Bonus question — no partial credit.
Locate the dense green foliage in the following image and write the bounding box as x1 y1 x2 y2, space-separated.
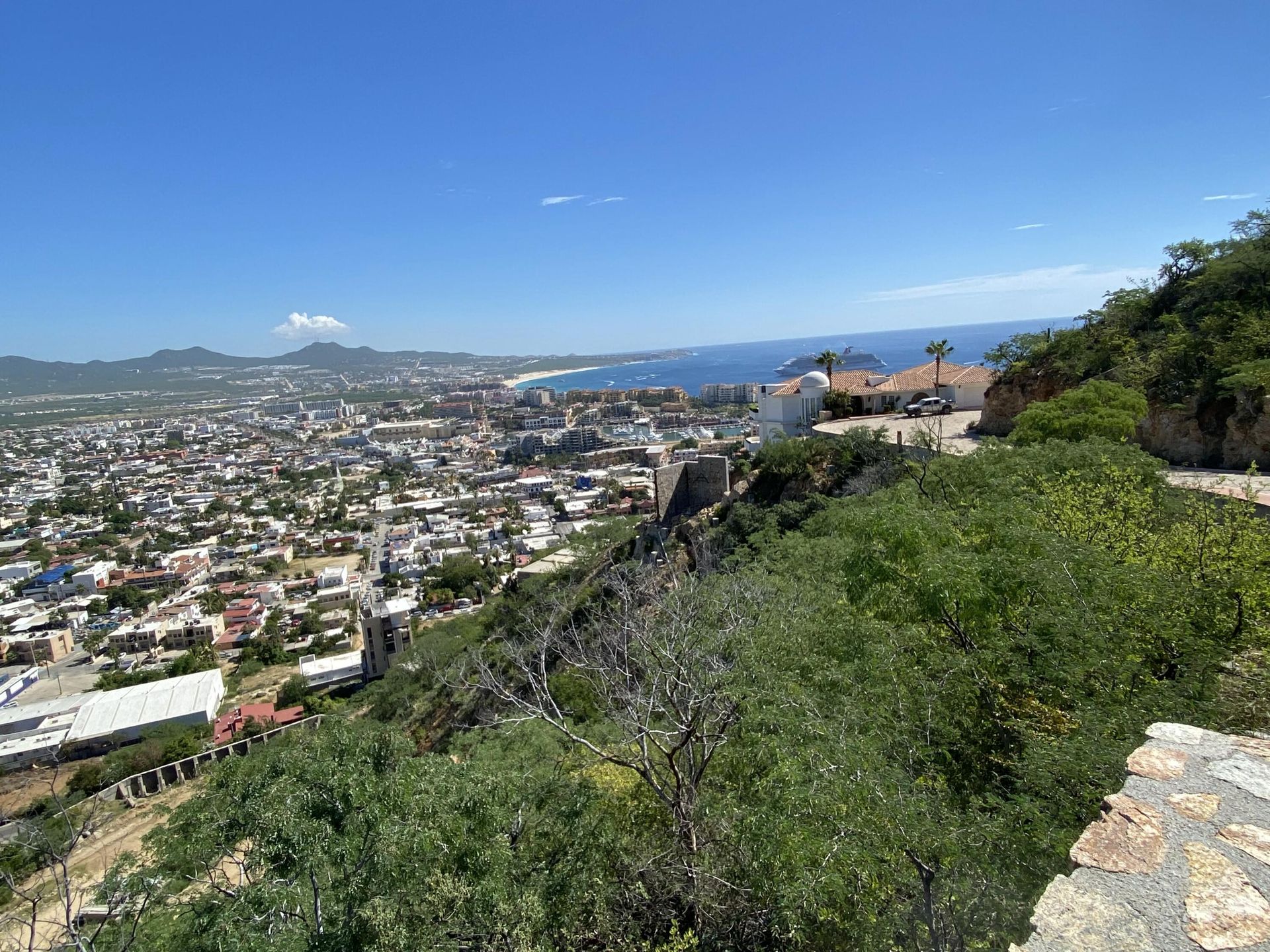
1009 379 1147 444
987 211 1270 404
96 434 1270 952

++++++

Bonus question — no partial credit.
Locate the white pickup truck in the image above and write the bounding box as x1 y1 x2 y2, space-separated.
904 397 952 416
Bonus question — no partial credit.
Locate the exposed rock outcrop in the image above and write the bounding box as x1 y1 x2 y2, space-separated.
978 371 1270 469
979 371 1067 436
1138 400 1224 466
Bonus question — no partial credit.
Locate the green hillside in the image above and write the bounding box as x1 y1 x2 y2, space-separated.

++++++

Extract every line in the rows above that contains the string "write".

Locate the dense green foliage in the following image and write the bounding box as x1 y1 x2 y2, space-separated.
Locate the white pickup truck in the image above and write the bounding box as x1 y1 x2 y2, space-separated.
Locate the exposed rock outcrop in the image above and write the bounding box as x1 y1 x2 y2, space-separated.
Locate the green hillside in the image above and write the bounding box as x1 y1 x2 y2, space-separated.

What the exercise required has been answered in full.